- Source passage -
[Start]
During the early years of Kim Jong Un’s rule, his uncle Jang Song Thaek was often seen as the real power behind the throne. Kim ultimately consolidated control through what Cheong calls a “reign of terror”. This included Jang’s 2013 execution for allegedly plotting a coup and the dramatic assassination of Kim’s own half-brother, Kim Jong Nam, at Kuala Lumpur International Airport in 2017.

Victor Cha of Washington’s Center for Strategic and International Studies (CSIS) said Kim was “trying to improve on his own transition, which did not go very smoothly. His effort to expose Kim Ju Ae is the clearest manifestation of his own anxieties from when he took over.”

Kim Jong-un and his daughter Kim Ju-ae walk together through a greenhouse farm, accompanied by several officials.
Kim Ju Ae and Kim Jong Un inspecting a greenhouse farm in Sinuiju © KCNA/dpa

The world first became aware of Kim Ju Ae in 2013 when American basketball player Dennis Rodman revealed he had held her on a visit to North Korea. Rodman described Kim Jong Un as a “good dad” with a “beautiful family”. It is not confirmed if the North Korean leader has other children.

Kim Ju Ae began appearing regularly in state media in recent years. According to research by Sejong Institute’s Cheong, she made 49 public appearances between 2022 and the end of 2025.
[End]
[Stored records]
[Start]
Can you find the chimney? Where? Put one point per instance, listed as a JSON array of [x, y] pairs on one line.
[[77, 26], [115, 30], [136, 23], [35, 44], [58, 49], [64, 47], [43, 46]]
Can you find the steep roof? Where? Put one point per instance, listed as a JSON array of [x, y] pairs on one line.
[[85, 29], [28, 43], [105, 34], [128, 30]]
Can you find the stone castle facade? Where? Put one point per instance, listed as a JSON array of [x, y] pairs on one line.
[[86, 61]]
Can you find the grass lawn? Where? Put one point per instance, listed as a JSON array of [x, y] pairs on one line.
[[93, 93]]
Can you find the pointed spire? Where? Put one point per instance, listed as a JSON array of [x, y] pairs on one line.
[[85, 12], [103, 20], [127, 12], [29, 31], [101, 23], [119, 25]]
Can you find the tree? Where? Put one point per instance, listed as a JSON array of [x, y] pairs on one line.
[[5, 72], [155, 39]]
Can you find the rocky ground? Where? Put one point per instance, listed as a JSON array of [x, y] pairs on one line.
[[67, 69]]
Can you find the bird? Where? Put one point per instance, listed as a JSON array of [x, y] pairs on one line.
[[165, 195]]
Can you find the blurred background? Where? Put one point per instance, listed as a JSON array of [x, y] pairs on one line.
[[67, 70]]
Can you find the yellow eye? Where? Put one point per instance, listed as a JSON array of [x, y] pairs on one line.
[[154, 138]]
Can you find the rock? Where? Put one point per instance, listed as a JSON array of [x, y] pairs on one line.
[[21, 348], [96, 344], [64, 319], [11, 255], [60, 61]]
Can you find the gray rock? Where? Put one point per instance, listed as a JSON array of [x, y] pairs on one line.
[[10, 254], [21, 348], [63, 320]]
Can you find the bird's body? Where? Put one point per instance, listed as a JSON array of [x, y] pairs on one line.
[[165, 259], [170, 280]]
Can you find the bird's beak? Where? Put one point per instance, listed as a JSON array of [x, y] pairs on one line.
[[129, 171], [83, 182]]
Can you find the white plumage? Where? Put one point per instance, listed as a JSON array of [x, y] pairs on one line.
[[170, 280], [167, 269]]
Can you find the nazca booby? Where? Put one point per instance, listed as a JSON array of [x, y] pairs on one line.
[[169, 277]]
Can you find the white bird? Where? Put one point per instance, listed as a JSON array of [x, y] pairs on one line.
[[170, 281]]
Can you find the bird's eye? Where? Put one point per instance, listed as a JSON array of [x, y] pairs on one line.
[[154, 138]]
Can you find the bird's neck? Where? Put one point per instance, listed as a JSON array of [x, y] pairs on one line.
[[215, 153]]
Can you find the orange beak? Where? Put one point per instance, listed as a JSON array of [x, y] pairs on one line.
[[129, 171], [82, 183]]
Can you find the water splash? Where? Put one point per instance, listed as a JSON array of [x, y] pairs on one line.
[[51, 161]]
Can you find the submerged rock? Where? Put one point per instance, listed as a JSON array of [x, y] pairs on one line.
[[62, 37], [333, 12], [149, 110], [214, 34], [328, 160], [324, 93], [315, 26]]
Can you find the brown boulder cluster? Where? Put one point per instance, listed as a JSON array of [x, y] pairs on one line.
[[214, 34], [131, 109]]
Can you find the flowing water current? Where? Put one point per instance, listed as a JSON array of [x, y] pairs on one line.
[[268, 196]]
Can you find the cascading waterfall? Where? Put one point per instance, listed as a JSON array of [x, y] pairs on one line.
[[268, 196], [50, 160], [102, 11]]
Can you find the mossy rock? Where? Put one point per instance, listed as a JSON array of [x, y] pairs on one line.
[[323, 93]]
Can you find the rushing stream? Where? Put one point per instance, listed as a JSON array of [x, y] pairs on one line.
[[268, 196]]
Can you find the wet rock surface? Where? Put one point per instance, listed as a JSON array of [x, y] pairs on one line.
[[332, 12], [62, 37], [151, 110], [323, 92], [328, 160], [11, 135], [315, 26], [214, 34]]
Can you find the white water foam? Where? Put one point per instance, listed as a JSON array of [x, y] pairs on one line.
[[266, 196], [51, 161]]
[End]
- To do -
Can you pick up the passage above about Kim Jong Un and his daughter Kim Ju Ae and continue it from its final sentence?

- Result of the exercise -
Initially, most of these revolved around the armed forces, to “project an image of a strong female leader capable of commanding the North Korean military”, Cheong said. In 2025 though, there was an equal split between these and civilian-themed events, suggesting an attempt to broaden her image.

She has frequently appeared in a black double-breasted leather jacket, a garment that Seoul-based image consultant Jeong Yeon-ah said was part of “a colour strategy deliberately intended to emphasise the image of a powerful political leader”.

Jeong, who has advised South Korean presidential candidates on how to dress, said the regime was also “elevating Ju Ae’s status by releasing photos showing her doing things her father has previously done at staged events, such as firing a rifle”.

Kim Jong Un and his daughter Ju Ae walk together at a ceremony, with crowds and officials applauding in the background.
Kim Ju Ae and Kim Jong Un at the inauguration ceremony of 10,000 flats in Pyongyang’s Hwasong district in February © KCNA/KNS/AFP/Getty Images

The language used by state media also signals authority. Kim Ju Ae has frequently been called the leader’s “beloved” or “respected” daughter.

In 2024, the official North Korean newspaper, Rodong Sinmun, referred to her and Kim Jong Un as “great persons of guidance”, placing her in a category associated with the ruling lineage and leadership. She has also appeared alone alongside her father in official photographs. This, Jeong said, reinforces the impression that she occupies a status distinct from other members of the ruling family.

Kim Jong Un’s sister Kim Yo Jong, who has become known for her colourful invective against South Korea and the US, is by contrast typically seen in a more assistant-like role, carrying a folder or standing to the side of her brother. Analysts consider it unlikely she could be a serious contender for power unless Kim Jong Un were to die young.

Kim Ju Ae’s gender could be a complicating factor. “Conventional wisdom — that North Korea is a very traditional, Confucian society — tells us that North Korea is not ready for a female leader,” said Stimson Center’s Lee.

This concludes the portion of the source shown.